> [DIRECTIONS FOR THIS TASK]
Which lines run from the one containing "Target: curly gray hair" to the last line of the entries? Return them exactly, with nothing more.

> [Point localization data]

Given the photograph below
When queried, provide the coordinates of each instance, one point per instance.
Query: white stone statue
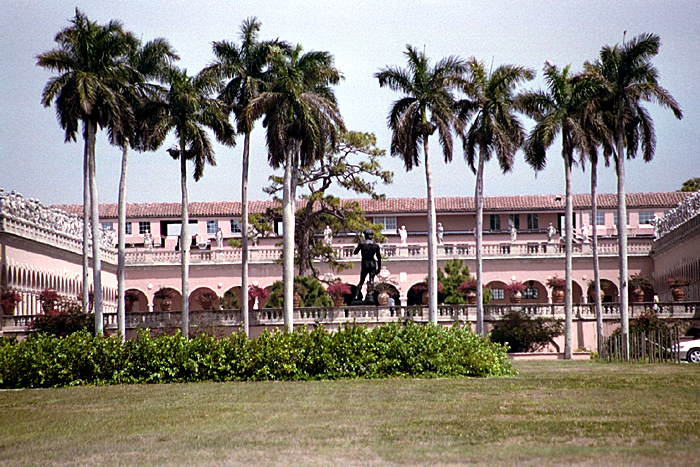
(584, 232)
(328, 236)
(219, 239)
(550, 233)
(403, 234)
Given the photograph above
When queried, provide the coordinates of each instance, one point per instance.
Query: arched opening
(203, 299)
(135, 301)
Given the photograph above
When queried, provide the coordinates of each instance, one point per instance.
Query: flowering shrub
(257, 292)
(10, 298)
(677, 281)
(466, 287)
(338, 289)
(556, 283)
(163, 293)
(514, 287)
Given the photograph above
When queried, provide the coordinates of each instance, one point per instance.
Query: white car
(690, 351)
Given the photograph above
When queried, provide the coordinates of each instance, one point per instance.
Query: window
(531, 292)
(514, 220)
(645, 217)
(212, 227)
(599, 218)
(615, 218)
(235, 226)
(533, 222)
(389, 223)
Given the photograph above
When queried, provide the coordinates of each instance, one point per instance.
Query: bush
(524, 333)
(391, 350)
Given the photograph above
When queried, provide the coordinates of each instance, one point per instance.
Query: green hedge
(391, 350)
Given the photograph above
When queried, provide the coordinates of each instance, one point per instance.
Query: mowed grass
(553, 413)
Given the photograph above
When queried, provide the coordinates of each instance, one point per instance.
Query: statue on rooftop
(370, 266)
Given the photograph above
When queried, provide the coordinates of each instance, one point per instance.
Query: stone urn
(166, 304)
(678, 294)
(557, 296)
(516, 297)
(637, 295)
(383, 298)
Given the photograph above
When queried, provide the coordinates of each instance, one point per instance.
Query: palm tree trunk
(622, 238)
(245, 312)
(185, 241)
(432, 241)
(121, 247)
(479, 202)
(86, 229)
(288, 241)
(568, 295)
(596, 261)
(95, 220)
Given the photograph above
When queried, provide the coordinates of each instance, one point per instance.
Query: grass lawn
(553, 413)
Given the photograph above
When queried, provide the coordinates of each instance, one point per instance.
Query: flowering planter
(516, 297)
(637, 295)
(678, 294)
(557, 296)
(166, 304)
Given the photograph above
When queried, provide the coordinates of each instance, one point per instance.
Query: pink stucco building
(522, 241)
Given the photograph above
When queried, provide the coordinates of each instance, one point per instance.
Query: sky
(363, 36)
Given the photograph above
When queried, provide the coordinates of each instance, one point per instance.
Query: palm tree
(559, 111)
(302, 119)
(631, 79)
(131, 129)
(427, 105)
(91, 62)
(494, 128)
(246, 68)
(188, 109)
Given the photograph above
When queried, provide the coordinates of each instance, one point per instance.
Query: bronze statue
(369, 250)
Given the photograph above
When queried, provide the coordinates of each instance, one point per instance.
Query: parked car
(690, 351)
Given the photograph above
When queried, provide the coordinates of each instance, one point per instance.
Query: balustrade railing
(334, 316)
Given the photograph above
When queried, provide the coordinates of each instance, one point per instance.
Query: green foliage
(692, 184)
(523, 333)
(391, 350)
(309, 288)
(456, 273)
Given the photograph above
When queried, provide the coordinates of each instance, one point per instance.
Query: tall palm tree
(132, 129)
(428, 104)
(630, 79)
(488, 121)
(92, 70)
(301, 118)
(559, 111)
(188, 109)
(246, 66)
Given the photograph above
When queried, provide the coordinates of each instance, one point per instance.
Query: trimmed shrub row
(352, 352)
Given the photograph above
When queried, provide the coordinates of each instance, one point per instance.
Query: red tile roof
(398, 205)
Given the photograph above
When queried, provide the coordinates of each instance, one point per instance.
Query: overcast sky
(363, 36)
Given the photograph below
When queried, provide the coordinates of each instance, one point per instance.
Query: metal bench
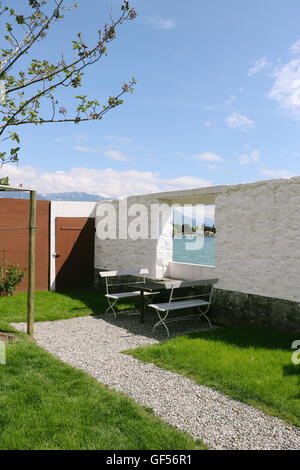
(113, 297)
(184, 303)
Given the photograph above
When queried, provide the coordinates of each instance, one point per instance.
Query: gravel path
(94, 345)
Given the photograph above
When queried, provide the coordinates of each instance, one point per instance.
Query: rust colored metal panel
(15, 213)
(75, 241)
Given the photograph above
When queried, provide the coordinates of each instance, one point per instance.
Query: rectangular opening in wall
(194, 234)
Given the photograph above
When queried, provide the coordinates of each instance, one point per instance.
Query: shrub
(10, 277)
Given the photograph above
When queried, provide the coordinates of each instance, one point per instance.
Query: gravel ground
(94, 344)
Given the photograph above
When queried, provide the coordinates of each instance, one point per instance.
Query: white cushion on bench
(123, 295)
(180, 304)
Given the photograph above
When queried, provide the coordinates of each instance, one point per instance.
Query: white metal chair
(182, 303)
(113, 297)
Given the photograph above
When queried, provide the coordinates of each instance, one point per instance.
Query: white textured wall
(154, 254)
(257, 242)
(258, 239)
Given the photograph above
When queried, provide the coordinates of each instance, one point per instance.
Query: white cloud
(277, 173)
(230, 100)
(258, 66)
(59, 140)
(119, 140)
(86, 149)
(209, 157)
(114, 154)
(253, 157)
(240, 122)
(111, 182)
(295, 48)
(286, 88)
(157, 22)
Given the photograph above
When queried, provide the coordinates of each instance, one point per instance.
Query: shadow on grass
(248, 337)
(293, 369)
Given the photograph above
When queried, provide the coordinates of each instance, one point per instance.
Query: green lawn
(46, 404)
(55, 305)
(248, 364)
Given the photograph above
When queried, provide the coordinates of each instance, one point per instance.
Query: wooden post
(31, 264)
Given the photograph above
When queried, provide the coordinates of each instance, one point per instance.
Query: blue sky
(217, 100)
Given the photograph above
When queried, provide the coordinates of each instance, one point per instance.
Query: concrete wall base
(237, 308)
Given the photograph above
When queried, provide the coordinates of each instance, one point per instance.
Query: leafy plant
(10, 277)
(27, 83)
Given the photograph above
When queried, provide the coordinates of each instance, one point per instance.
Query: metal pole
(31, 264)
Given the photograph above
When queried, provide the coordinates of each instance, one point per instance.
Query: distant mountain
(71, 196)
(177, 219)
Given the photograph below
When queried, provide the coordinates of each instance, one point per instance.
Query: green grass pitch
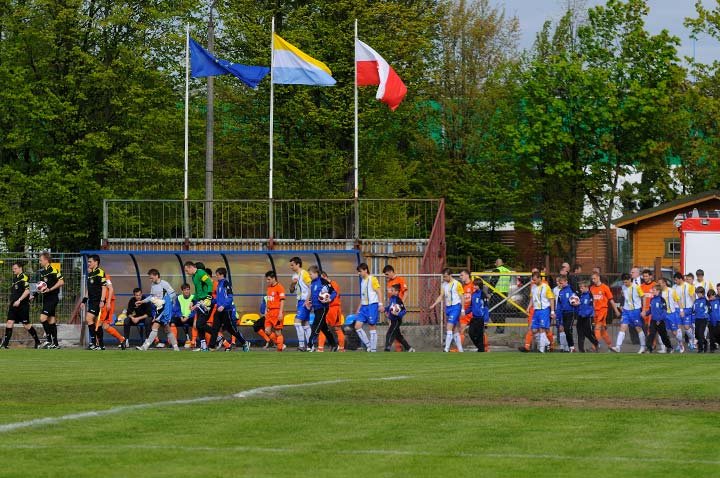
(358, 414)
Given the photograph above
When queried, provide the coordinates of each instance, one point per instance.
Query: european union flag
(203, 64)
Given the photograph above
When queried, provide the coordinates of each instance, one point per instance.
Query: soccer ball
(158, 303)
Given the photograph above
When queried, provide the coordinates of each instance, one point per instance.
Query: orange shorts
(600, 319)
(273, 319)
(333, 317)
(107, 313)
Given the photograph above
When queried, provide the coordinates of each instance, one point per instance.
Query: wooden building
(652, 233)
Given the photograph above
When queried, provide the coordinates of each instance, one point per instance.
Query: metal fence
(285, 219)
(71, 268)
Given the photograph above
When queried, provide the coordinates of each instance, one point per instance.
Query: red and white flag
(372, 69)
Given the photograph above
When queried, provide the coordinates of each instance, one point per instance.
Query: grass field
(356, 414)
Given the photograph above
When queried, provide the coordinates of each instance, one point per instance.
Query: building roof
(680, 203)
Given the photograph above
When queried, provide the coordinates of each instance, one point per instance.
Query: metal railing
(284, 219)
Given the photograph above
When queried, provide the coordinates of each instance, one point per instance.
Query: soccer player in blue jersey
(714, 319)
(301, 286)
(321, 294)
(370, 304)
(700, 316)
(452, 295)
(658, 313)
(631, 313)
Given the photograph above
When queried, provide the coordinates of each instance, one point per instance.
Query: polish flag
(372, 69)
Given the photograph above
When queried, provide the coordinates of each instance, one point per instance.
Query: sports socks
(373, 341)
(301, 334)
(448, 340)
(458, 342)
(363, 338)
(33, 334)
(620, 339)
(8, 336)
(563, 341)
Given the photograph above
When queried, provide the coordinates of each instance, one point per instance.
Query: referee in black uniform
(19, 310)
(51, 296)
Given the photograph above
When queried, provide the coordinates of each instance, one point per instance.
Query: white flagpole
(271, 224)
(355, 162)
(187, 141)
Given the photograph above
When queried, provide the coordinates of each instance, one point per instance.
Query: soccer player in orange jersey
(468, 289)
(106, 315)
(274, 308)
(333, 318)
(602, 297)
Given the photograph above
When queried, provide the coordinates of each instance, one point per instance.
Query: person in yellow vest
(502, 285)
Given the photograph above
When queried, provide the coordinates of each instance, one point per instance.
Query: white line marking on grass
(358, 452)
(9, 427)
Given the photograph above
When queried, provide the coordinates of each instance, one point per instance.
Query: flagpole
(186, 218)
(271, 220)
(355, 161)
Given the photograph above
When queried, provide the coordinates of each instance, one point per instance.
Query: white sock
(691, 335)
(308, 332)
(301, 335)
(363, 337)
(620, 339)
(150, 339)
(458, 341)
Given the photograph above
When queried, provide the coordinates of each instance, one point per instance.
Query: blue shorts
(541, 319)
(303, 314)
(632, 318)
(453, 312)
(368, 314)
(689, 318)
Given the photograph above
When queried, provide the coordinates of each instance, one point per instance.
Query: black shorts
(19, 314)
(177, 321)
(50, 303)
(93, 308)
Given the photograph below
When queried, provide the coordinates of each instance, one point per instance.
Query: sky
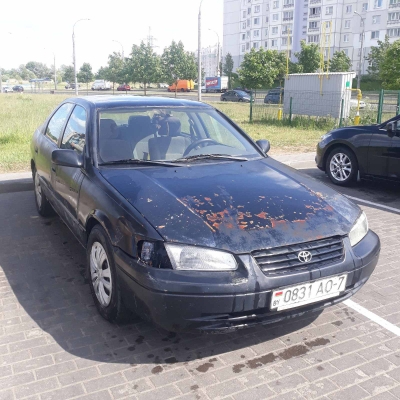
(44, 27)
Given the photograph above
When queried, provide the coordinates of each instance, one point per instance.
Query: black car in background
(188, 222)
(274, 96)
(372, 151)
(236, 95)
(18, 88)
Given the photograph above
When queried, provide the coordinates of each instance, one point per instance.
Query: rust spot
(262, 215)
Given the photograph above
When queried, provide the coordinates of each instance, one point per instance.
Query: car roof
(110, 101)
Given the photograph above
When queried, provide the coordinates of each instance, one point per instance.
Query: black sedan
(236, 95)
(371, 151)
(187, 222)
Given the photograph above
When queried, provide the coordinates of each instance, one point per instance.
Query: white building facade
(209, 59)
(332, 24)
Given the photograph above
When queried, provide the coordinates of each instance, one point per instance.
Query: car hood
(239, 207)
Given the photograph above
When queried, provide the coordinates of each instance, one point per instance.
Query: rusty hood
(234, 206)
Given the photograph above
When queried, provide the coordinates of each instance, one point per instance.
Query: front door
(69, 180)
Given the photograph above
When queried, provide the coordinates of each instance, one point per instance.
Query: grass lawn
(21, 114)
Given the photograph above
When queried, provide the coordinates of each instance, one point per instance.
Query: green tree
(228, 69)
(178, 64)
(85, 74)
(67, 73)
(340, 62)
(376, 56)
(39, 69)
(308, 57)
(143, 66)
(389, 67)
(258, 69)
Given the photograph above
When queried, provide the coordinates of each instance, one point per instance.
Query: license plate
(306, 293)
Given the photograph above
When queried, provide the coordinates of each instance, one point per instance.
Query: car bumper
(220, 312)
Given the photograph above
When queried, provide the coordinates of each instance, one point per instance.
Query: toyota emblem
(304, 256)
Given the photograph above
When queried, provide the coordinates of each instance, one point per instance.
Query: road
(54, 345)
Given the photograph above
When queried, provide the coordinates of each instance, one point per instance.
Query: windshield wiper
(210, 157)
(140, 162)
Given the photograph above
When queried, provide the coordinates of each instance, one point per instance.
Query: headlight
(191, 258)
(359, 230)
(326, 136)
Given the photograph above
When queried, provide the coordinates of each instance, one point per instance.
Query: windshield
(169, 134)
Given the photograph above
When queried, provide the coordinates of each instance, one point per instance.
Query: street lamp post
(218, 62)
(122, 48)
(199, 80)
(73, 53)
(361, 50)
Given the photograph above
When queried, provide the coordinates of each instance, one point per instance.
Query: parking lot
(54, 345)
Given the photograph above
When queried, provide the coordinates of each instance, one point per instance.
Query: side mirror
(264, 145)
(67, 158)
(391, 129)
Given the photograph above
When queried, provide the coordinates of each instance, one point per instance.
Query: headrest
(108, 129)
(170, 126)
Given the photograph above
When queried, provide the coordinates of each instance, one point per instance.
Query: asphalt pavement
(54, 345)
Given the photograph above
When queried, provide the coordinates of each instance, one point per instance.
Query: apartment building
(209, 59)
(332, 24)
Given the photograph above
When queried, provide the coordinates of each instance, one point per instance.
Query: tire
(107, 293)
(42, 203)
(342, 166)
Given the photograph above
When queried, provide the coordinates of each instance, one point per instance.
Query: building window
(288, 15)
(376, 19)
(315, 10)
(394, 32)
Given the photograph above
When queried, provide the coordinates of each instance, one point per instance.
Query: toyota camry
(188, 222)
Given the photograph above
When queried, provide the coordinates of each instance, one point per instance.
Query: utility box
(318, 94)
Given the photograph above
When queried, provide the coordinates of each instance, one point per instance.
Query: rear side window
(57, 122)
(75, 132)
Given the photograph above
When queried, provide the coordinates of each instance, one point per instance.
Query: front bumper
(181, 309)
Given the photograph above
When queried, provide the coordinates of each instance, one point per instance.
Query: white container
(318, 94)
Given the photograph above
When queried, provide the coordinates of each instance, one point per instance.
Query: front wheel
(102, 275)
(342, 166)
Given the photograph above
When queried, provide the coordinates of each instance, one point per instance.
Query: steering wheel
(196, 143)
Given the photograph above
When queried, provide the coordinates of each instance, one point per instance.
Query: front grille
(282, 260)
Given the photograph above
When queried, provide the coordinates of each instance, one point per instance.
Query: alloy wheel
(340, 167)
(100, 273)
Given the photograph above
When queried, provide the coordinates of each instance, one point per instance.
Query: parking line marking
(373, 317)
(374, 204)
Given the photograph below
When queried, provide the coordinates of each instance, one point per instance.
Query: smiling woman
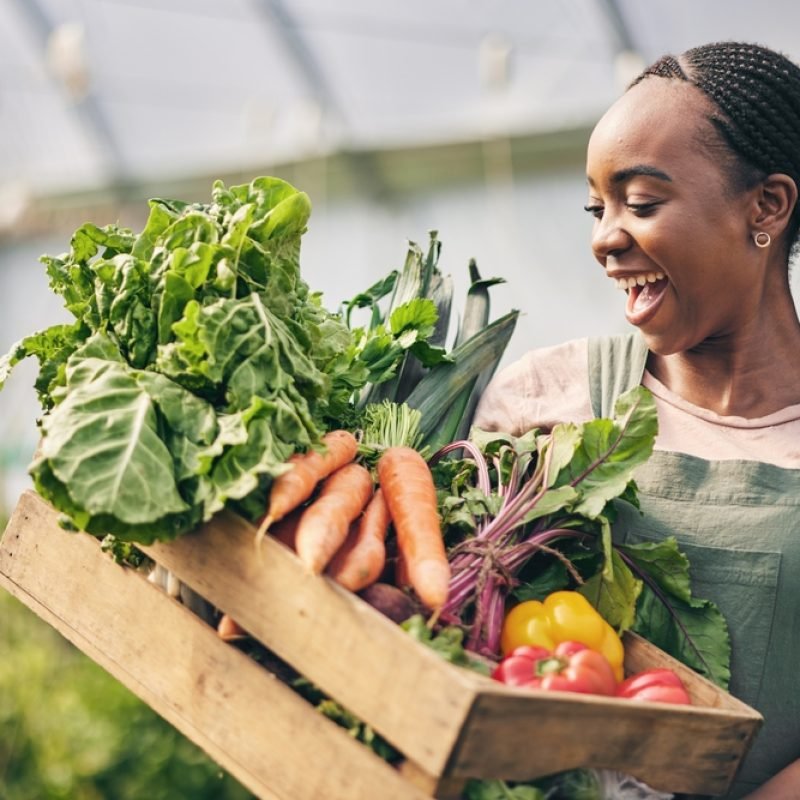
(693, 177)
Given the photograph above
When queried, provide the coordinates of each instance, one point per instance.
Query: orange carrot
(401, 578)
(285, 530)
(410, 494)
(325, 523)
(360, 560)
(296, 485)
(229, 630)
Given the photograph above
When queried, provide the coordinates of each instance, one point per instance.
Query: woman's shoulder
(545, 386)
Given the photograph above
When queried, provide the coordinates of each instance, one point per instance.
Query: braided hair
(756, 94)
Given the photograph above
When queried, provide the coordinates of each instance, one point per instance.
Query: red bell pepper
(570, 667)
(659, 685)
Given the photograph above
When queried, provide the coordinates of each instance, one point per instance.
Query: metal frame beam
(88, 110)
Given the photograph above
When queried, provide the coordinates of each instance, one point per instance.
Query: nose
(609, 238)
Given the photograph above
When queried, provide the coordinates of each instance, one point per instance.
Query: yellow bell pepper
(562, 617)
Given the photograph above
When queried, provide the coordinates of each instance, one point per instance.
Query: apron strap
(616, 364)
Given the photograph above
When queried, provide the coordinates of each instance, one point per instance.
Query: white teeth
(639, 280)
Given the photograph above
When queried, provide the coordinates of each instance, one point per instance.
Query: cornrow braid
(756, 92)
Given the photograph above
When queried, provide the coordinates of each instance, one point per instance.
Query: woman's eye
(595, 210)
(642, 209)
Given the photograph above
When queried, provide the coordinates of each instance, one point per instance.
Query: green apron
(738, 522)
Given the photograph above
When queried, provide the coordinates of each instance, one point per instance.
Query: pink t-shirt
(551, 385)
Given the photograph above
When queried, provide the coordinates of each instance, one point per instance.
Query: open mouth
(645, 293)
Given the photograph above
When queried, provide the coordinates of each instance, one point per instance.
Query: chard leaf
(254, 442)
(691, 629)
(102, 442)
(615, 597)
(610, 450)
(551, 502)
(238, 349)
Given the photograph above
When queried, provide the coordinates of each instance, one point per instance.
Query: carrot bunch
(343, 530)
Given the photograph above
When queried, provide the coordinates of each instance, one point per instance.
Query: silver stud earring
(762, 239)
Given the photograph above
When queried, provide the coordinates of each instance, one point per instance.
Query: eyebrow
(622, 175)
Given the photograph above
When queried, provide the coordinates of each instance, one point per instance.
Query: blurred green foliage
(69, 731)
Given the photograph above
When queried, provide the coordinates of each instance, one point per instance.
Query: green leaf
(418, 315)
(610, 451)
(435, 392)
(690, 629)
(615, 596)
(500, 790)
(102, 442)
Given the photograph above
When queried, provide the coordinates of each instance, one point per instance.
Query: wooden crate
(450, 723)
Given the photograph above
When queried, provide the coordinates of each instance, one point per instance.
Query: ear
(776, 198)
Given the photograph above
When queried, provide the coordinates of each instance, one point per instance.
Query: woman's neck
(750, 375)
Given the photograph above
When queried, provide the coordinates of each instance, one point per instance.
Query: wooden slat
(253, 725)
(674, 748)
(406, 692)
(641, 654)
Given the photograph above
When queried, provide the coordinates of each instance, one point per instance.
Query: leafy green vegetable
(198, 362)
(447, 642)
(691, 629)
(555, 487)
(501, 790)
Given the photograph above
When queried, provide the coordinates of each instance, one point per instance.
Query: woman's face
(668, 229)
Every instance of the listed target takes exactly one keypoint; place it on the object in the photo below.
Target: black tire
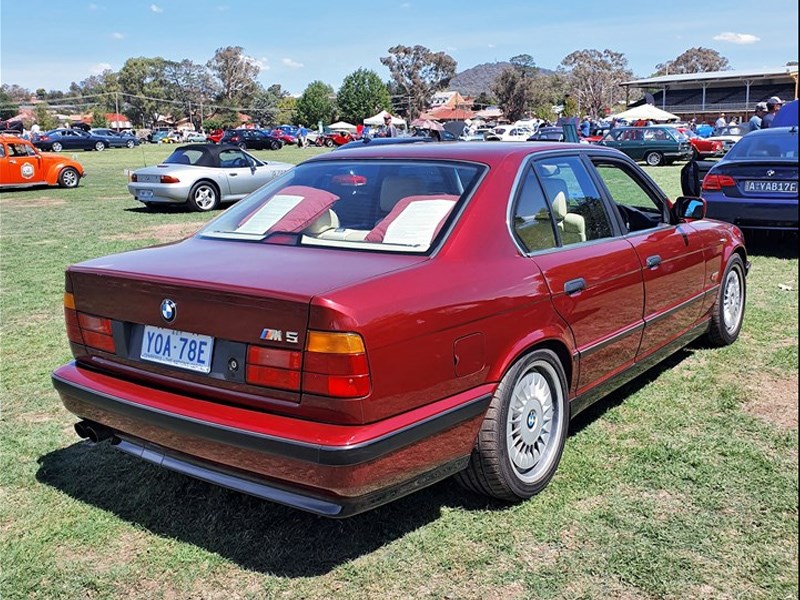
(728, 312)
(654, 159)
(532, 396)
(203, 197)
(69, 178)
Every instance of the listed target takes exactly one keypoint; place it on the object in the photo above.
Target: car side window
(578, 209)
(637, 206)
(232, 159)
(532, 221)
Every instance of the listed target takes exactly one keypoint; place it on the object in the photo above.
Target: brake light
(336, 365)
(271, 367)
(87, 330)
(717, 182)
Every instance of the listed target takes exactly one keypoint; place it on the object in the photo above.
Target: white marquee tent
(646, 112)
(378, 120)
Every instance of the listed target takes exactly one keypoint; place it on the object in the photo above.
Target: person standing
(758, 113)
(389, 129)
(773, 106)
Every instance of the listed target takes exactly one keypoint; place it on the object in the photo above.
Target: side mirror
(689, 208)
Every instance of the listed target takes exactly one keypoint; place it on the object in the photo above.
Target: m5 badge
(276, 335)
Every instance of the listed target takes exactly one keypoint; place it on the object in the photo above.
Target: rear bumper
(332, 470)
(750, 213)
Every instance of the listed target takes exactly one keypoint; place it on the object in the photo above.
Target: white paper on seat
(417, 223)
(269, 214)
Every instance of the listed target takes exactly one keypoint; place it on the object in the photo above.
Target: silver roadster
(202, 176)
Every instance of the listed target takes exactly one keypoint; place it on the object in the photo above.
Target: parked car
(114, 139)
(251, 139)
(702, 148)
(70, 139)
(728, 135)
(755, 184)
(22, 165)
(371, 142)
(551, 134)
(193, 137)
(656, 145)
(375, 320)
(280, 134)
(508, 133)
(215, 136)
(202, 176)
(157, 134)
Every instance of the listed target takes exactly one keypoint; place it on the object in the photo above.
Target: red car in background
(281, 135)
(377, 319)
(215, 136)
(702, 148)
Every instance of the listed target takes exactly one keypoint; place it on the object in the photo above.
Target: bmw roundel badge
(168, 310)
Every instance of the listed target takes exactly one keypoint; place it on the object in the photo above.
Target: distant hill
(479, 78)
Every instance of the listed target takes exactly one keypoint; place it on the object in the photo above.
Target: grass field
(684, 484)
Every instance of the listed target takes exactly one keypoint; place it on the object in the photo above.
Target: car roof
(489, 153)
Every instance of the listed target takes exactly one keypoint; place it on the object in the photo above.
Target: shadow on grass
(255, 534)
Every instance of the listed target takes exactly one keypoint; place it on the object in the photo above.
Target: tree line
(214, 94)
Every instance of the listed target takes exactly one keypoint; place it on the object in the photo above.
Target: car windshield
(774, 145)
(379, 205)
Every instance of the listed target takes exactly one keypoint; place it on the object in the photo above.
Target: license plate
(177, 348)
(781, 187)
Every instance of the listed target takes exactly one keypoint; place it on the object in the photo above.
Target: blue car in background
(754, 186)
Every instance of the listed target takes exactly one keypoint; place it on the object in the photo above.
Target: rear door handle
(573, 286)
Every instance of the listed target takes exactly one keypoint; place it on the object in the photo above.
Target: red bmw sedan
(380, 318)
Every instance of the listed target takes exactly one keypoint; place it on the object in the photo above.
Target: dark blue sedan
(70, 139)
(755, 185)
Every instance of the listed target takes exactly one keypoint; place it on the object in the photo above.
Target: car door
(671, 256)
(593, 273)
(243, 173)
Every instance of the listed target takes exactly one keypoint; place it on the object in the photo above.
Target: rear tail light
(87, 330)
(717, 182)
(270, 367)
(336, 365)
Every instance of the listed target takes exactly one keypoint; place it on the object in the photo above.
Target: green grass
(681, 485)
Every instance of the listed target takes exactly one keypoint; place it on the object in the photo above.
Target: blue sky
(46, 43)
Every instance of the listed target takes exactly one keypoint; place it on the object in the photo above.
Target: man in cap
(773, 106)
(758, 113)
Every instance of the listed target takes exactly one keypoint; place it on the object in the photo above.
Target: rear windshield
(390, 206)
(771, 146)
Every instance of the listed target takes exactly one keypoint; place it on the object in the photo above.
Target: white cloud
(99, 68)
(292, 64)
(737, 38)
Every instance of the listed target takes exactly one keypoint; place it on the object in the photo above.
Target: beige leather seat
(394, 188)
(572, 226)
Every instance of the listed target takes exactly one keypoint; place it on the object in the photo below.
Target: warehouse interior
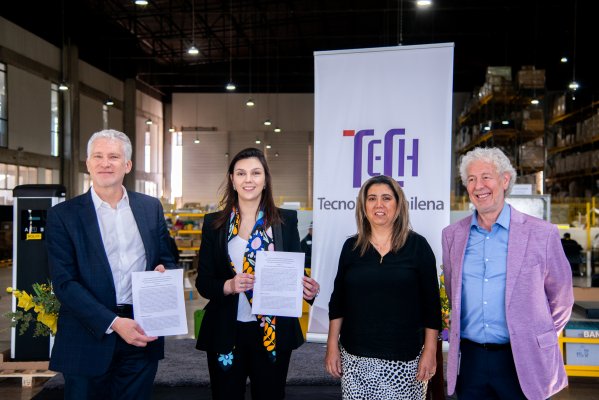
(525, 80)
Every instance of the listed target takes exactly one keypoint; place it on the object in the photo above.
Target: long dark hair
(229, 197)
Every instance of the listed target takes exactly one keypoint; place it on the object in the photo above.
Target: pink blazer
(538, 300)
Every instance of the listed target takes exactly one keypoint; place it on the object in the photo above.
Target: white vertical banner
(381, 111)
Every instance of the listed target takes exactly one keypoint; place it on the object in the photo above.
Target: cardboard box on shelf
(582, 354)
(534, 125)
(582, 329)
(183, 242)
(530, 78)
(586, 294)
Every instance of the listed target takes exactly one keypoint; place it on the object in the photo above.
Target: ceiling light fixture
(573, 85)
(231, 86)
(193, 50)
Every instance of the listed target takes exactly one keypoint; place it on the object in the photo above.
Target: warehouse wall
(236, 127)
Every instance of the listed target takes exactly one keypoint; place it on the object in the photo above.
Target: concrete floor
(581, 388)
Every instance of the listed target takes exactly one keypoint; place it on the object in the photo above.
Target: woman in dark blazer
(240, 344)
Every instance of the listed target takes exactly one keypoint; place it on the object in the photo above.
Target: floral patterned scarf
(260, 240)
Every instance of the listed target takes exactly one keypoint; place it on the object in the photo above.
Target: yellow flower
(45, 310)
(49, 320)
(25, 301)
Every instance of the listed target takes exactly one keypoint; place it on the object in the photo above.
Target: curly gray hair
(491, 155)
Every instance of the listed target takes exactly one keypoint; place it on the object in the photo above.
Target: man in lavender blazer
(510, 288)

> [EXPECTED ANSWER]
Target: curly gray hair
(491, 155)
Every instance of the listed target takes exactly one keypoint; place it on the object in the photo above.
Target: man in lavender blazer
(510, 288)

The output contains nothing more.